[轮廓标注条目]

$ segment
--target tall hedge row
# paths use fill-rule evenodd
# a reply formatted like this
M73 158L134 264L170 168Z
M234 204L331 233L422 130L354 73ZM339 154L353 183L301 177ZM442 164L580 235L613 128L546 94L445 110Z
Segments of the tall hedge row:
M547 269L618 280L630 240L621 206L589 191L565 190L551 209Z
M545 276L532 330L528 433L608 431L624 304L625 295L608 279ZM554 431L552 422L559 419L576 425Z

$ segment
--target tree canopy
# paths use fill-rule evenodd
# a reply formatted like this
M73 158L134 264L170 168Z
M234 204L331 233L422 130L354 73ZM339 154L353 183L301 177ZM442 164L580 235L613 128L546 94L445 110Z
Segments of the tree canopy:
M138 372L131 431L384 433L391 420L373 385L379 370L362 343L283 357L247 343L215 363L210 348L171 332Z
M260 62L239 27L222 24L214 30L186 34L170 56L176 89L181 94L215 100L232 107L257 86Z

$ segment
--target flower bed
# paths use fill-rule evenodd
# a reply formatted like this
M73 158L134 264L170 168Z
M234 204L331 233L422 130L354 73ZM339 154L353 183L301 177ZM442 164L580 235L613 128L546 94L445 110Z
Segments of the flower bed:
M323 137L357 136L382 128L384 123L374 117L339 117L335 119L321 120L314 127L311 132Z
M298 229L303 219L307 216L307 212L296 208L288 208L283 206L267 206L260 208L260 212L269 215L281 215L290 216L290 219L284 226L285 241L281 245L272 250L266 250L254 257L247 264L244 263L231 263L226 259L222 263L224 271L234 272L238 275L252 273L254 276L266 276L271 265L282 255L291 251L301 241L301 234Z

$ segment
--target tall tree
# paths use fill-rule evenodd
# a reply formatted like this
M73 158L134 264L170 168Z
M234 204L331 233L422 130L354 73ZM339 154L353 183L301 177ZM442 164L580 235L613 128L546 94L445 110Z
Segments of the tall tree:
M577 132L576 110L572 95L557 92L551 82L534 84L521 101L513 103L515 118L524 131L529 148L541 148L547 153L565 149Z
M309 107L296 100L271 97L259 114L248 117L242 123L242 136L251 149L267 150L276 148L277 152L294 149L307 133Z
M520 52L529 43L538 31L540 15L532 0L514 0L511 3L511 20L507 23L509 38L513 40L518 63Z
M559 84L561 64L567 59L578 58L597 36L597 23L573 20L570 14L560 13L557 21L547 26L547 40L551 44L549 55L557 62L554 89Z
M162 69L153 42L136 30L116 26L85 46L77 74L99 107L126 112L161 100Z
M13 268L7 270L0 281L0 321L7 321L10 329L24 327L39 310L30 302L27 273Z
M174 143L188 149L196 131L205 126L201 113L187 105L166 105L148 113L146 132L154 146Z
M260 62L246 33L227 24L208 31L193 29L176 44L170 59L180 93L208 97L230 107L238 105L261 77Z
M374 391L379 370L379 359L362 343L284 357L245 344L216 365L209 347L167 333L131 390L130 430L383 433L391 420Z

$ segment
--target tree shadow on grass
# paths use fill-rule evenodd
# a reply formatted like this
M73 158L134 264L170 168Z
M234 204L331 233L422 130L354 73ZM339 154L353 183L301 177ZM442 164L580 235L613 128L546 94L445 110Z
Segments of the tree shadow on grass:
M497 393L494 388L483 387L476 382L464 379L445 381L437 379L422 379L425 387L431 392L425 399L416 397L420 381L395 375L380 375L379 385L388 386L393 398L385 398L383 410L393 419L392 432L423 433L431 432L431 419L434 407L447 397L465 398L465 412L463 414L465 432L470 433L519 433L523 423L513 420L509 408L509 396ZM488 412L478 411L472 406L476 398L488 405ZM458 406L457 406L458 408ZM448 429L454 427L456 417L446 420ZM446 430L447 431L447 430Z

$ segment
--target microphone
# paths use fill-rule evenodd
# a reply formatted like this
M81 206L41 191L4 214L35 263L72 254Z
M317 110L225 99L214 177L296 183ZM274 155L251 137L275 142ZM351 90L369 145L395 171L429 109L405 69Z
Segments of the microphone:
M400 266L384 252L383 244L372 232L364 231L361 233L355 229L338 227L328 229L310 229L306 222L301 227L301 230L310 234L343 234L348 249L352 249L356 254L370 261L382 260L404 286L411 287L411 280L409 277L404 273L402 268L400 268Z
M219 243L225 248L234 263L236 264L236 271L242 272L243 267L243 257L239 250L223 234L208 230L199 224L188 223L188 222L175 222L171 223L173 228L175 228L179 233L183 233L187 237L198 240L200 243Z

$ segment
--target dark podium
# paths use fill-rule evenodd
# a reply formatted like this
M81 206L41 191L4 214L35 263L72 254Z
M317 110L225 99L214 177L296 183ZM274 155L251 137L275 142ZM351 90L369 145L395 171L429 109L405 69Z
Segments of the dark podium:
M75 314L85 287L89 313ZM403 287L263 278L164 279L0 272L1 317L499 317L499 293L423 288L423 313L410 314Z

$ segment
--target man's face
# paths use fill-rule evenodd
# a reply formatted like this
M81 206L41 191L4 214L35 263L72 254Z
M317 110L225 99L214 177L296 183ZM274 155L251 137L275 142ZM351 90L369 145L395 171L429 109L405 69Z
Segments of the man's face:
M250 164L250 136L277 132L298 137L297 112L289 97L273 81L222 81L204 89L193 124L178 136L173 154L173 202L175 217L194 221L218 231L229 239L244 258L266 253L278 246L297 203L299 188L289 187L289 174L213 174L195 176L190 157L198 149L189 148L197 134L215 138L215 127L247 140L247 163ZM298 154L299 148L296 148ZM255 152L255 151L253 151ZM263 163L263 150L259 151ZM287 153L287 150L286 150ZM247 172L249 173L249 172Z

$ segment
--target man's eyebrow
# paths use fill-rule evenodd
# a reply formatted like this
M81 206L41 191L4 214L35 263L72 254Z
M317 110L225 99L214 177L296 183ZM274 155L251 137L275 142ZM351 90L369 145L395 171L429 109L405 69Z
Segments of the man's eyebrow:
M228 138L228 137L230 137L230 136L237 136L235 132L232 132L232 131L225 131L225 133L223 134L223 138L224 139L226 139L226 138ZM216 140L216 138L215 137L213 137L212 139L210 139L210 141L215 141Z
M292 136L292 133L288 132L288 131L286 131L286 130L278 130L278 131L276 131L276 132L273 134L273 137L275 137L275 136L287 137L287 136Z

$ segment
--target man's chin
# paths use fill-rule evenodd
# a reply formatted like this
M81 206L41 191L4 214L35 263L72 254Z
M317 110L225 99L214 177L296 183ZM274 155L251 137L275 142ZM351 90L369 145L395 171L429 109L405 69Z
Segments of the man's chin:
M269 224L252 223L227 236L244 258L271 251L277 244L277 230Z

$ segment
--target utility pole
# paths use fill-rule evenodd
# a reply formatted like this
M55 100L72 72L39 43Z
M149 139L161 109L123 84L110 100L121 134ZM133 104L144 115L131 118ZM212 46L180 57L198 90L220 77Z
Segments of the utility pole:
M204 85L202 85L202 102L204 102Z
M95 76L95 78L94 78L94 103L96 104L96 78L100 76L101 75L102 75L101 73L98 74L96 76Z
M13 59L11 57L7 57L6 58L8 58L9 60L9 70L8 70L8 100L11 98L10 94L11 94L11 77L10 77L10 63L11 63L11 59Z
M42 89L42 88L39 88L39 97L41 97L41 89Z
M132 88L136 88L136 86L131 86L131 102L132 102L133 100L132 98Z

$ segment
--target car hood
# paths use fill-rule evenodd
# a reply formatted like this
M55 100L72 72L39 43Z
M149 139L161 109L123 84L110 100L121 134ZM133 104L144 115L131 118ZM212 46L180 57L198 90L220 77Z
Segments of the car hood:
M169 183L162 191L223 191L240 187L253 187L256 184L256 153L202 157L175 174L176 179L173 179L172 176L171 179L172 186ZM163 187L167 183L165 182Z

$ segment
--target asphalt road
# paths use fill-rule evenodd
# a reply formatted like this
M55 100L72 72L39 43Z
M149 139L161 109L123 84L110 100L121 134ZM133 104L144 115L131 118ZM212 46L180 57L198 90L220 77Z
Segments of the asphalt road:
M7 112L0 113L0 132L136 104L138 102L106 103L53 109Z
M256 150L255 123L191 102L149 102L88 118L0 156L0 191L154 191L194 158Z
...
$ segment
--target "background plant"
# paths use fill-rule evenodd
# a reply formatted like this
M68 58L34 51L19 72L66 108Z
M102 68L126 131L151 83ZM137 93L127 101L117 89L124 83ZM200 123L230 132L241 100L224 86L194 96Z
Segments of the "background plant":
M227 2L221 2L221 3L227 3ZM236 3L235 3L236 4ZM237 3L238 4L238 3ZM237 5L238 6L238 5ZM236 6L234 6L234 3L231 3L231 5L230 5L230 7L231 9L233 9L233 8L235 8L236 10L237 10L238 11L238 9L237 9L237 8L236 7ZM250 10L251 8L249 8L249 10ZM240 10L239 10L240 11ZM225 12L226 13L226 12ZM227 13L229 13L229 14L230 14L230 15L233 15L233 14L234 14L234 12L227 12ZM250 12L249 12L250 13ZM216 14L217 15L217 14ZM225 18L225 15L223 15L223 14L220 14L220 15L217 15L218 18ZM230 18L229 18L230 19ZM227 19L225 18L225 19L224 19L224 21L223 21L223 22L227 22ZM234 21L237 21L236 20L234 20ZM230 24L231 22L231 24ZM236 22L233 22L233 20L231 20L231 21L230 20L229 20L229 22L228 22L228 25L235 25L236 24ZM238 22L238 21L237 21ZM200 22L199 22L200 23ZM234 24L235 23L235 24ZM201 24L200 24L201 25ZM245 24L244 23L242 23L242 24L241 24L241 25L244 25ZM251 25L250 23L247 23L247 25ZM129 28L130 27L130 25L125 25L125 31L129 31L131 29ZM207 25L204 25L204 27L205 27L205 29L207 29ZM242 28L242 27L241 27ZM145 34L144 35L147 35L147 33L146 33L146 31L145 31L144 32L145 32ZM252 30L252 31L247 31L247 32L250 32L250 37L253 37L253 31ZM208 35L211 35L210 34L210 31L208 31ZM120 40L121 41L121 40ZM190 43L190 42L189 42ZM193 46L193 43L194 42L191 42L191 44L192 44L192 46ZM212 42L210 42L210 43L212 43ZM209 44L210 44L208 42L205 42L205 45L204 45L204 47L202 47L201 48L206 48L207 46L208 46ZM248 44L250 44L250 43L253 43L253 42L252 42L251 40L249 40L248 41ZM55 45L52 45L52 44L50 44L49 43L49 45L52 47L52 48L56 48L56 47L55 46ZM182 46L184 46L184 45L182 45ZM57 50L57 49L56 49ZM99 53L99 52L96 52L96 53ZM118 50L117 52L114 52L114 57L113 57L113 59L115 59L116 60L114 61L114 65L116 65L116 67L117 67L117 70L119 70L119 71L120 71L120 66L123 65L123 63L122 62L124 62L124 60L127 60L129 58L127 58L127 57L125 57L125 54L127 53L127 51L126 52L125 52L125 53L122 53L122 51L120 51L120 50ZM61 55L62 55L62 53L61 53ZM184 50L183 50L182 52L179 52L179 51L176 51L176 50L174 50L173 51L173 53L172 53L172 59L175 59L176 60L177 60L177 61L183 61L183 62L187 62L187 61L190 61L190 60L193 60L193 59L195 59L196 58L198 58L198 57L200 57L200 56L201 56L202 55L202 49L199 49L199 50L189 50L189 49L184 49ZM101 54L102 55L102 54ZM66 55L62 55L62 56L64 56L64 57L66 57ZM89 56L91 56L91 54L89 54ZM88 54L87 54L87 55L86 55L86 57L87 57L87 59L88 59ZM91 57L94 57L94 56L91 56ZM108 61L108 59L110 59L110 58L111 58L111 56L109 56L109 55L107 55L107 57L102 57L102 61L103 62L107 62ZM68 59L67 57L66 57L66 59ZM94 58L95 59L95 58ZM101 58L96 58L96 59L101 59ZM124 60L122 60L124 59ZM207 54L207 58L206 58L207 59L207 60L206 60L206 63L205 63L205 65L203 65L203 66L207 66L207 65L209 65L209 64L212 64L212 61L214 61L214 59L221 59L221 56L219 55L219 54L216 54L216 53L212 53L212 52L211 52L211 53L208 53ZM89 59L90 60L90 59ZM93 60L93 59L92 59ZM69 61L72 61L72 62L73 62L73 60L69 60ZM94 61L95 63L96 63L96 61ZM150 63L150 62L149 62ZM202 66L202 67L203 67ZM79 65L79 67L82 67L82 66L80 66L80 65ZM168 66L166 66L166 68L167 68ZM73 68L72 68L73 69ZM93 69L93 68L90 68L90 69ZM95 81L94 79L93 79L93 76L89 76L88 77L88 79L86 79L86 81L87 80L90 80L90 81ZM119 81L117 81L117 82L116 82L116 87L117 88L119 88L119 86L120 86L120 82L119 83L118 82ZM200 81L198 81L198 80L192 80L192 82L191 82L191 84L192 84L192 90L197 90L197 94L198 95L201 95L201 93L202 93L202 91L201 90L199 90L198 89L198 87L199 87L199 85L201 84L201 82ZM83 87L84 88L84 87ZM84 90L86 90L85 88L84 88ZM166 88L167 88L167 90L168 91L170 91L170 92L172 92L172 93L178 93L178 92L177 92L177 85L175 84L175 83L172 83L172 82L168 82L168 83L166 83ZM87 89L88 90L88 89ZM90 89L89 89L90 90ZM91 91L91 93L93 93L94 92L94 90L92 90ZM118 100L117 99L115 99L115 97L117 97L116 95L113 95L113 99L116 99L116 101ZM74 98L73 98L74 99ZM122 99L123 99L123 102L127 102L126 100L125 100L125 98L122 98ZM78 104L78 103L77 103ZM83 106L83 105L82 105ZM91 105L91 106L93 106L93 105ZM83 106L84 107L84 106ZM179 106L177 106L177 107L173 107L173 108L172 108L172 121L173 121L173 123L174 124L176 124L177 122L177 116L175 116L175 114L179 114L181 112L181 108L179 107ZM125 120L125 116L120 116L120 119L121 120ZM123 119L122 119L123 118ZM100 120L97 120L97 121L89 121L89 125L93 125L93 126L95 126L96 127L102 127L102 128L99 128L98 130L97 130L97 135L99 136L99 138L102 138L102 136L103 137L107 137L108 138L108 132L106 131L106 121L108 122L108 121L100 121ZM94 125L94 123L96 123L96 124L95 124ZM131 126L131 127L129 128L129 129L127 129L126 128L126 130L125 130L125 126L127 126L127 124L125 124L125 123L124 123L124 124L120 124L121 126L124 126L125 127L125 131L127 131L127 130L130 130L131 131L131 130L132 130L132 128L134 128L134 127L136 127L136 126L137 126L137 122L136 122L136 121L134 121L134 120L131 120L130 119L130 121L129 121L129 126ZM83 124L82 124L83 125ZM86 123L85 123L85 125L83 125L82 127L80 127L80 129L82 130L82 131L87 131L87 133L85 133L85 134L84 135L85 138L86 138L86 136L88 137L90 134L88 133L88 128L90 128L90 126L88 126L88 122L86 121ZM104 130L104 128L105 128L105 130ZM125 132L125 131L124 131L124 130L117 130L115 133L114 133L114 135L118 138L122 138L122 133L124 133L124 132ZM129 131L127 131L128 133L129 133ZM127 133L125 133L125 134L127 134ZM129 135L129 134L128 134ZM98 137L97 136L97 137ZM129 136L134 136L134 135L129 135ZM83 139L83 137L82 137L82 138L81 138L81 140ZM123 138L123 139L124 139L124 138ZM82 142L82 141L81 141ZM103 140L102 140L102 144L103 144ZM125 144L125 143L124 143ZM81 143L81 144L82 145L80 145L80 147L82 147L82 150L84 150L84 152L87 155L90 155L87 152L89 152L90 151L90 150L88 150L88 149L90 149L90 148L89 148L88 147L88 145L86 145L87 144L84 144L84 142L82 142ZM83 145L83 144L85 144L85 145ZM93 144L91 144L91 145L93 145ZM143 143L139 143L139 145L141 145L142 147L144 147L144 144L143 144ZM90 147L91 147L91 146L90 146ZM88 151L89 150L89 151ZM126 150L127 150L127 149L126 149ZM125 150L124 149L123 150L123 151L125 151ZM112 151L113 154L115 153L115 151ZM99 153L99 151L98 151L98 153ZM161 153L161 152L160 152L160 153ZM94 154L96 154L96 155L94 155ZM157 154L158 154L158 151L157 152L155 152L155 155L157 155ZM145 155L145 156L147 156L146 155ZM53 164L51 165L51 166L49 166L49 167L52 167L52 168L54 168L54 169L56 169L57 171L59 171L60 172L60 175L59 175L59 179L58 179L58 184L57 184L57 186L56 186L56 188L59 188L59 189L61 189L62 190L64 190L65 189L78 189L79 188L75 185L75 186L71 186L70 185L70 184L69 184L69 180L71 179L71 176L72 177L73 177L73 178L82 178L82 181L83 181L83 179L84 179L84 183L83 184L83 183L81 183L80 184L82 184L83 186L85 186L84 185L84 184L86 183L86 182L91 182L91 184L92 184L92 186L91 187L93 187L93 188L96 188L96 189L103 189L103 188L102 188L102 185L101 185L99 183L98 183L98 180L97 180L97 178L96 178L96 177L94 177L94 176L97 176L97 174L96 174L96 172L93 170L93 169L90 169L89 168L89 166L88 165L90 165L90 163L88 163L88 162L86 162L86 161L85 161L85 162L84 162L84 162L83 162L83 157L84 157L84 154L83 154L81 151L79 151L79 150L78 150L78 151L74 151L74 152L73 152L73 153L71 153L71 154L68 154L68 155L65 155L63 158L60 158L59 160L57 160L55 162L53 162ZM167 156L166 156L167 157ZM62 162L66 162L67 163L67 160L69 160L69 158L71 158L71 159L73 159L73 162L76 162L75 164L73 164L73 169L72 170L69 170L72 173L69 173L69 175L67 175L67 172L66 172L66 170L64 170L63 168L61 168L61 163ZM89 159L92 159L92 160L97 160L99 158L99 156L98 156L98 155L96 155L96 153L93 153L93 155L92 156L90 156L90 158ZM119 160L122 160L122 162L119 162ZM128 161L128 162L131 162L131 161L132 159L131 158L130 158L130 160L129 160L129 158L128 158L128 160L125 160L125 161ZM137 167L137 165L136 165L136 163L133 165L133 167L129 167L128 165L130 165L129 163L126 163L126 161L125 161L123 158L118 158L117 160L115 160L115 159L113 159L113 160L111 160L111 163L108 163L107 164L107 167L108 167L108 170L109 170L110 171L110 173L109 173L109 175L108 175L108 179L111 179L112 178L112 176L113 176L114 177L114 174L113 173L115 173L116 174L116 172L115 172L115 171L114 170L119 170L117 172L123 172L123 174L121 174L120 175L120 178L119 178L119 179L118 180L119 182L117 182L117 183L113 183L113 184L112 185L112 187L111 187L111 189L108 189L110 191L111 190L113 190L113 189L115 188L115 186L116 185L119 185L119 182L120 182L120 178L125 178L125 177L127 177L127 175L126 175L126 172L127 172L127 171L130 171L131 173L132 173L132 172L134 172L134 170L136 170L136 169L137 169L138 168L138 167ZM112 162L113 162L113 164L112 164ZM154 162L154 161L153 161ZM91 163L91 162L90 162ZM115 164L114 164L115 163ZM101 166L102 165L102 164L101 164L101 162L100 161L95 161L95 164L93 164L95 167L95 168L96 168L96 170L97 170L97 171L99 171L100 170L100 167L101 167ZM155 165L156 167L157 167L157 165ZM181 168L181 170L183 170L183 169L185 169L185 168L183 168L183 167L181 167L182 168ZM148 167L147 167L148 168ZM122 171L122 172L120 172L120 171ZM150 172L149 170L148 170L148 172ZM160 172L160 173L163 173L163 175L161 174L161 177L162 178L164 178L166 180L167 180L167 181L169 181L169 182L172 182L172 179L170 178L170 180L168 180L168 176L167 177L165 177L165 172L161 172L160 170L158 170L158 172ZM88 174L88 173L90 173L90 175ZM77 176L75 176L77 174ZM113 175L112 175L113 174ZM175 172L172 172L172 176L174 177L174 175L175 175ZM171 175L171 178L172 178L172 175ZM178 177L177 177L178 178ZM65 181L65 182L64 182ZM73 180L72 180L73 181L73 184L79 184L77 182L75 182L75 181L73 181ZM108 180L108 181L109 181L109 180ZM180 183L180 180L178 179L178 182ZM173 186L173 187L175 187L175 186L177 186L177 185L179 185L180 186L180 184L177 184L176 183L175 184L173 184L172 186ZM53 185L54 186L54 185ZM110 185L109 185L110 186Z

任务要求 – 返回以上所有含有字符串“grass”的行，逐行照抄。

参考答案 –
--target tree shadow on grass
Segments of the tree shadow on grass:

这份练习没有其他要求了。